## Task brief
Select each line in the items below that contains the string "patch" and copy those lines in their original order.

==================================================

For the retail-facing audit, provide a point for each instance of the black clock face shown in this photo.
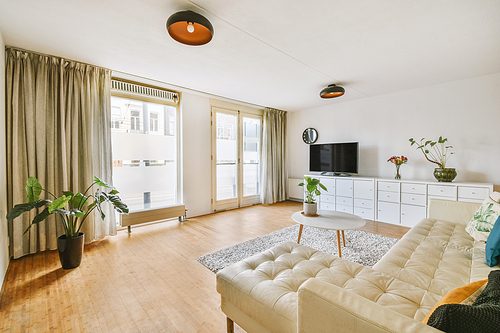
(310, 135)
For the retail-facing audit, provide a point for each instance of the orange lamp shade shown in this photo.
(190, 28)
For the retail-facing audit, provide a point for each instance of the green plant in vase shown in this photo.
(312, 190)
(73, 209)
(437, 152)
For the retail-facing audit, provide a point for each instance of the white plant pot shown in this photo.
(310, 209)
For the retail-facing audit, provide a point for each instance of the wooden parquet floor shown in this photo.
(148, 281)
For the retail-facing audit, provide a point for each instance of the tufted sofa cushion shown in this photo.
(437, 256)
(264, 286)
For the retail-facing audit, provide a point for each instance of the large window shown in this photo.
(144, 152)
(236, 164)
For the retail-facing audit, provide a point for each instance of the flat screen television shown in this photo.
(337, 158)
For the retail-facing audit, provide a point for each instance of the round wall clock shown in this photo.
(310, 135)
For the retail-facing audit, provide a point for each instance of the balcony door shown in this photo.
(236, 140)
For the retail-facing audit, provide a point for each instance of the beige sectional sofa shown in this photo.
(293, 288)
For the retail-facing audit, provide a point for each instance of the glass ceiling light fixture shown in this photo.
(332, 91)
(190, 28)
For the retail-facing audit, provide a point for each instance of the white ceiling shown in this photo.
(276, 53)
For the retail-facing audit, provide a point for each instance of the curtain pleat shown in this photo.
(57, 113)
(274, 166)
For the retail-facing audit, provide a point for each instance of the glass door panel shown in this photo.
(236, 159)
(251, 156)
(227, 155)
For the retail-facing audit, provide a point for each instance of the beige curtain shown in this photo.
(274, 167)
(58, 130)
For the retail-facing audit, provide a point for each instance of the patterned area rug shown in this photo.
(361, 246)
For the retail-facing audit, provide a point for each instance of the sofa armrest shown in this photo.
(452, 211)
(323, 307)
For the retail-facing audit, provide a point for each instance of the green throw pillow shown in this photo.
(482, 316)
(485, 217)
(492, 248)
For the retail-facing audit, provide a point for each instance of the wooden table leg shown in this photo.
(230, 325)
(338, 243)
(300, 233)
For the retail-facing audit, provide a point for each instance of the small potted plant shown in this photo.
(70, 245)
(312, 190)
(437, 152)
(398, 161)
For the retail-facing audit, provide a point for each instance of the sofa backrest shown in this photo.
(452, 211)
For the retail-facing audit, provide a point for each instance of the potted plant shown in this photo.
(398, 161)
(312, 190)
(437, 152)
(79, 206)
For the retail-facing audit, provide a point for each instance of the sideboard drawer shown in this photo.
(478, 193)
(344, 187)
(363, 189)
(365, 213)
(388, 212)
(413, 199)
(327, 198)
(442, 191)
(345, 209)
(363, 203)
(388, 186)
(329, 184)
(388, 196)
(343, 201)
(413, 188)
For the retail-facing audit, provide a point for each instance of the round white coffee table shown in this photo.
(332, 220)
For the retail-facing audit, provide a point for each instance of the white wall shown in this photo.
(4, 240)
(196, 151)
(467, 112)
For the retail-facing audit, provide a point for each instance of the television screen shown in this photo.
(334, 157)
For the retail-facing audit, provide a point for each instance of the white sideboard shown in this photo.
(402, 202)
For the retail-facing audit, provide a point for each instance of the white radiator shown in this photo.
(152, 215)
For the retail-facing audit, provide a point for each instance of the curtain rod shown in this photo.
(51, 55)
(138, 76)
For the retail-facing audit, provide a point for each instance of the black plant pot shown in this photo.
(70, 250)
(445, 175)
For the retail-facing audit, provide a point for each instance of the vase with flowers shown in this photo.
(437, 152)
(398, 161)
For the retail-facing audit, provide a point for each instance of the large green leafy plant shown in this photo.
(312, 186)
(73, 208)
(434, 151)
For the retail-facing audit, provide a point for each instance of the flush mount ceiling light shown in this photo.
(332, 91)
(190, 28)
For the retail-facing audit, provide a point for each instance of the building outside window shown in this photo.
(153, 122)
(135, 120)
(145, 163)
(115, 117)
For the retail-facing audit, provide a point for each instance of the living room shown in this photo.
(409, 71)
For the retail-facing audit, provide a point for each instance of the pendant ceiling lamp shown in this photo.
(190, 28)
(332, 91)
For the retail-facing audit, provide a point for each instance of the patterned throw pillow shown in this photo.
(464, 295)
(482, 316)
(484, 219)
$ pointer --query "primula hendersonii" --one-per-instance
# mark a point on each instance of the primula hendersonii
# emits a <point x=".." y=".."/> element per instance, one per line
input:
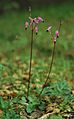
<point x="26" y="25"/>
<point x="49" y="29"/>
<point x="57" y="33"/>
<point x="33" y="24"/>
<point x="40" y="19"/>
<point x="36" y="30"/>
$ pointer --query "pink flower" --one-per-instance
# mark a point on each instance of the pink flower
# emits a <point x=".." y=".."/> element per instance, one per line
<point x="40" y="19"/>
<point x="35" y="20"/>
<point x="36" y="30"/>
<point x="26" y="25"/>
<point x="54" y="39"/>
<point x="57" y="34"/>
<point x="49" y="29"/>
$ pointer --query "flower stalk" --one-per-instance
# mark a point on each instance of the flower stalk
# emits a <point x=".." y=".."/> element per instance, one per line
<point x="53" y="53"/>
<point x="30" y="67"/>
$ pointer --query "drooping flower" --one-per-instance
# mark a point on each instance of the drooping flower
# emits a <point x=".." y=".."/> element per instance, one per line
<point x="57" y="33"/>
<point x="54" y="39"/>
<point x="26" y="25"/>
<point x="40" y="19"/>
<point x="36" y="30"/>
<point x="49" y="29"/>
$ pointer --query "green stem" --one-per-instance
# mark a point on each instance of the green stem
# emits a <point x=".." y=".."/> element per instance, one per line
<point x="29" y="79"/>
<point x="48" y="76"/>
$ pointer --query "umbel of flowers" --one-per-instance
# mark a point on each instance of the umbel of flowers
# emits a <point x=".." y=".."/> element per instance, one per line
<point x="54" y="38"/>
<point x="33" y="26"/>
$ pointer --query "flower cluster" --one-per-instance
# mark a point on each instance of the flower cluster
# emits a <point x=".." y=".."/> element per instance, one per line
<point x="33" y="23"/>
<point x="57" y="33"/>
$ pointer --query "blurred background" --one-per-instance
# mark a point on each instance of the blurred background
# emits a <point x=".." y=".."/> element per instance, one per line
<point x="14" y="40"/>
<point x="6" y="5"/>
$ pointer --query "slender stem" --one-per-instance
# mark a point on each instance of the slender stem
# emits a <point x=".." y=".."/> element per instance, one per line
<point x="29" y="79"/>
<point x="48" y="76"/>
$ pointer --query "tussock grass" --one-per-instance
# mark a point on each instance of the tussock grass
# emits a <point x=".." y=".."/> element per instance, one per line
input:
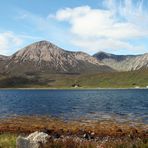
<point x="8" y="141"/>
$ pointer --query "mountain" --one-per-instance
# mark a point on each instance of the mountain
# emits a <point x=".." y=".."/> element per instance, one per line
<point x="46" y="57"/>
<point x="123" y="62"/>
<point x="3" y="60"/>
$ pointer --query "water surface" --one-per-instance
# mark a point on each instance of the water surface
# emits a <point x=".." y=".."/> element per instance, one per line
<point x="74" y="104"/>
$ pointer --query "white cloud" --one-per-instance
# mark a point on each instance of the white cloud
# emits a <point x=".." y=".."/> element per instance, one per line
<point x="112" y="27"/>
<point x="8" y="40"/>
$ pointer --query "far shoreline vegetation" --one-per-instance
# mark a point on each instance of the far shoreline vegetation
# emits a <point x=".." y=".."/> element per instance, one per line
<point x="89" y="134"/>
<point x="110" y="80"/>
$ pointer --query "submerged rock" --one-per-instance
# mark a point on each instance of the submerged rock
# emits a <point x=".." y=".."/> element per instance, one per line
<point x="34" y="140"/>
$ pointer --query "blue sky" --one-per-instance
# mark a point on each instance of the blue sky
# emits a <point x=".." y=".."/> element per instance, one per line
<point x="117" y="26"/>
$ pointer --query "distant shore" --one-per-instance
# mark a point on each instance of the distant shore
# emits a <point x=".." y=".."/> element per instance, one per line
<point x="86" y="133"/>
<point x="71" y="88"/>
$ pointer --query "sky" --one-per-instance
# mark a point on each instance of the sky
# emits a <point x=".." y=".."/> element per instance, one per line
<point x="115" y="26"/>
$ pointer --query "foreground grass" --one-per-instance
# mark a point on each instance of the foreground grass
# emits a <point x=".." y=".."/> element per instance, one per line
<point x="106" y="134"/>
<point x="7" y="140"/>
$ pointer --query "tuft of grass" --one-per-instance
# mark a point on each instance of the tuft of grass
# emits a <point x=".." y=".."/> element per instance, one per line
<point x="8" y="140"/>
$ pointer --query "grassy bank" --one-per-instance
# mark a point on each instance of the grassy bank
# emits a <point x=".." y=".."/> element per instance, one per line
<point x="9" y="141"/>
<point x="70" y="134"/>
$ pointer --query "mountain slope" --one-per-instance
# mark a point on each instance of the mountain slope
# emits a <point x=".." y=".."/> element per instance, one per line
<point x="123" y="62"/>
<point x="44" y="56"/>
<point x="3" y="60"/>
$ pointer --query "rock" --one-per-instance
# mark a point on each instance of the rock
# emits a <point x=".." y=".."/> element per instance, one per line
<point x="22" y="142"/>
<point x="34" y="140"/>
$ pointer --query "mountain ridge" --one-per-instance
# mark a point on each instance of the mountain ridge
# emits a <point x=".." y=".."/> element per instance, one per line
<point x="45" y="56"/>
<point x="123" y="62"/>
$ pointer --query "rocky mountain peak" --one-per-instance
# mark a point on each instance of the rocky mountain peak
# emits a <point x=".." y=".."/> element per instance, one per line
<point x="39" y="51"/>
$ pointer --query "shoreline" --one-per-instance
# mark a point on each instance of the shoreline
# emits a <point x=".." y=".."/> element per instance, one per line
<point x="45" y="88"/>
<point x="94" y="134"/>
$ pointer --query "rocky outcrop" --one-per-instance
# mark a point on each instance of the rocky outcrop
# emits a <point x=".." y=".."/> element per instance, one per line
<point x="44" y="56"/>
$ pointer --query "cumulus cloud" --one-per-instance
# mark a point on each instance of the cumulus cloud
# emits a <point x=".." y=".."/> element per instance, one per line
<point x="111" y="26"/>
<point x="8" y="40"/>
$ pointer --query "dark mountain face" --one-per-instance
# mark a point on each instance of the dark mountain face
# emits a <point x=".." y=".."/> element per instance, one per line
<point x="103" y="55"/>
<point x="46" y="57"/>
<point x="123" y="62"/>
<point x="3" y="61"/>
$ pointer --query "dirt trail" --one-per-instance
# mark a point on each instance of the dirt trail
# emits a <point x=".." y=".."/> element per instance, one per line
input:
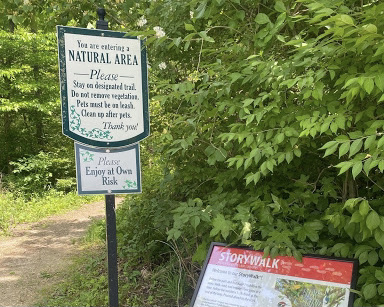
<point x="31" y="257"/>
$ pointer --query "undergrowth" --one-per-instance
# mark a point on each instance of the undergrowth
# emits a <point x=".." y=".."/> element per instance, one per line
<point x="85" y="282"/>
<point x="15" y="209"/>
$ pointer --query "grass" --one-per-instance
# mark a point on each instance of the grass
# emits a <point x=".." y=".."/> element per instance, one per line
<point x="85" y="282"/>
<point x="15" y="209"/>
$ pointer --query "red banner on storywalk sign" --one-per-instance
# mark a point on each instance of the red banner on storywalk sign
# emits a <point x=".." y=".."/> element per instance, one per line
<point x="240" y="277"/>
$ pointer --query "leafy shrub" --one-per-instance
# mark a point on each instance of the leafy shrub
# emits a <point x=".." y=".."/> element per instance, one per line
<point x="39" y="173"/>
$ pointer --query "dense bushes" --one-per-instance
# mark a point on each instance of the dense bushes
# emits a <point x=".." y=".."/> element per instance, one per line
<point x="273" y="134"/>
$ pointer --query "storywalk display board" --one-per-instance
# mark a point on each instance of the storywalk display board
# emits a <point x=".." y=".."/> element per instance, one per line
<point x="108" y="171"/>
<point x="239" y="277"/>
<point x="104" y="88"/>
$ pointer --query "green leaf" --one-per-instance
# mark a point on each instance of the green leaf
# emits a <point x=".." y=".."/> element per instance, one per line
<point x="189" y="27"/>
<point x="329" y="144"/>
<point x="195" y="221"/>
<point x="221" y="225"/>
<point x="369" y="291"/>
<point x="373" y="220"/>
<point x="357" y="168"/>
<point x="373" y="257"/>
<point x="379" y="81"/>
<point x="368" y="141"/>
<point x="279" y="6"/>
<point x="379" y="275"/>
<point x="344" y="148"/>
<point x="298" y="256"/>
<point x="364" y="207"/>
<point x="204" y="36"/>
<point x="369" y="85"/>
<point x="355" y="147"/>
<point x="201" y="9"/>
<point x="262" y="18"/>
<point x="346" y="19"/>
<point x="331" y="150"/>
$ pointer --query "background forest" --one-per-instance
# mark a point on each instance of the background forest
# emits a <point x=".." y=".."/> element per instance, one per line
<point x="267" y="129"/>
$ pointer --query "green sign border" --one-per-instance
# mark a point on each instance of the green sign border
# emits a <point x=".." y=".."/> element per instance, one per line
<point x="61" y="30"/>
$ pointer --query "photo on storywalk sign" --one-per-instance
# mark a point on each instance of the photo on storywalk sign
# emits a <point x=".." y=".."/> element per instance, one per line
<point x="103" y="86"/>
<point x="108" y="171"/>
<point x="241" y="277"/>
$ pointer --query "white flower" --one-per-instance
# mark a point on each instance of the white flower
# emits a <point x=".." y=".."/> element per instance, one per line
<point x="162" y="66"/>
<point x="159" y="32"/>
<point x="141" y="22"/>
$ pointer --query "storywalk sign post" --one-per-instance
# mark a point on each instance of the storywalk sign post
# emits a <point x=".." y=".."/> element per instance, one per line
<point x="104" y="103"/>
<point x="241" y="277"/>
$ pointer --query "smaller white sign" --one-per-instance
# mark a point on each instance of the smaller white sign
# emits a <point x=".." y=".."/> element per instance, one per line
<point x="108" y="171"/>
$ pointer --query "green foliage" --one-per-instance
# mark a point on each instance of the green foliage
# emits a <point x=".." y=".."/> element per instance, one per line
<point x="39" y="173"/>
<point x="86" y="284"/>
<point x="273" y="133"/>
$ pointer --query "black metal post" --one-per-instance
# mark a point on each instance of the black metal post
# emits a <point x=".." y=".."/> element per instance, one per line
<point x="112" y="251"/>
<point x="101" y="24"/>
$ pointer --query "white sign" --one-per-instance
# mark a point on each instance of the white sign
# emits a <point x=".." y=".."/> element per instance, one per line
<point x="104" y="91"/>
<point x="108" y="171"/>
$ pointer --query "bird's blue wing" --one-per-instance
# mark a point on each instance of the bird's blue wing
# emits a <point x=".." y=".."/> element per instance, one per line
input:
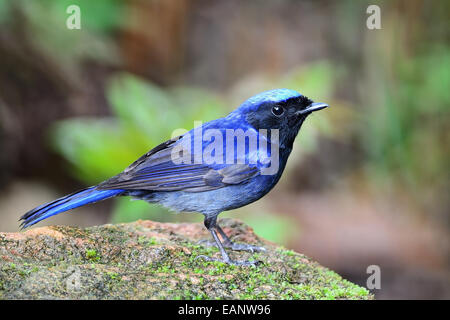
<point x="157" y="171"/>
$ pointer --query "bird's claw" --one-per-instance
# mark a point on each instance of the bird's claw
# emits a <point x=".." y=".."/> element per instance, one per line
<point x="229" y="261"/>
<point x="234" y="246"/>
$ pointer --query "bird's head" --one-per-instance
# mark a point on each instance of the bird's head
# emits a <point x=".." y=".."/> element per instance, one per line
<point x="281" y="109"/>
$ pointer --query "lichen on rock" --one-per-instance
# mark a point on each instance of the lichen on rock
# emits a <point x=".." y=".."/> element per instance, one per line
<point x="151" y="260"/>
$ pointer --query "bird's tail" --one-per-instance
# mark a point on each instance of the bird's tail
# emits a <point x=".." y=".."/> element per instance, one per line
<point x="71" y="201"/>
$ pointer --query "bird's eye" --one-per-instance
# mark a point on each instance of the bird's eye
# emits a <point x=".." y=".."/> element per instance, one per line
<point x="277" y="110"/>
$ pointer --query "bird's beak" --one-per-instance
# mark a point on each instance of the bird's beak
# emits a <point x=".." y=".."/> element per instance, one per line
<point x="313" y="107"/>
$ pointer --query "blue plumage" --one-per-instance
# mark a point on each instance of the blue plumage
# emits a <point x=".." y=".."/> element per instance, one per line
<point x="222" y="165"/>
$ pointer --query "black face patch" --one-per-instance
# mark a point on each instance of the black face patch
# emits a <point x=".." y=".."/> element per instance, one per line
<point x="268" y="115"/>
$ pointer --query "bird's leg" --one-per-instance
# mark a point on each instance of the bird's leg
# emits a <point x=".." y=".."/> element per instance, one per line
<point x="210" y="224"/>
<point x="237" y="246"/>
<point x="227" y="243"/>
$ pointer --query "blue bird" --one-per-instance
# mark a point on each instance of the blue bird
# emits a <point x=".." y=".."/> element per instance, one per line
<point x="221" y="165"/>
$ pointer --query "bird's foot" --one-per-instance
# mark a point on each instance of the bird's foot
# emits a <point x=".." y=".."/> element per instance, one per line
<point x="229" y="261"/>
<point x="234" y="246"/>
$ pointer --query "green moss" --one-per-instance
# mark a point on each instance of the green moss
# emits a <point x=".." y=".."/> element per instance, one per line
<point x="92" y="255"/>
<point x="122" y="262"/>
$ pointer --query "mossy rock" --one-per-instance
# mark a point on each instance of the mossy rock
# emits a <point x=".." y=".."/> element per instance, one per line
<point x="150" y="260"/>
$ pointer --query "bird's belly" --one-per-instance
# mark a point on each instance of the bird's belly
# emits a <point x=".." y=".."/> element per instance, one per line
<point x="215" y="201"/>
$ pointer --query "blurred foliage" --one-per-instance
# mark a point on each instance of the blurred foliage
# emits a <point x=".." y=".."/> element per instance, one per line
<point x="406" y="136"/>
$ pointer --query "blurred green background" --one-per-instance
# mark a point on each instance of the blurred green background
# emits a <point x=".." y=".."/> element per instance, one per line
<point x="368" y="180"/>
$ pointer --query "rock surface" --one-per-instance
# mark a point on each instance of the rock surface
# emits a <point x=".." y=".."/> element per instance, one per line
<point x="150" y="260"/>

==================================================

## Response to this task
$ pointer --query "black face patch" --one-per-instance
# mark a point on each instance of the black face patch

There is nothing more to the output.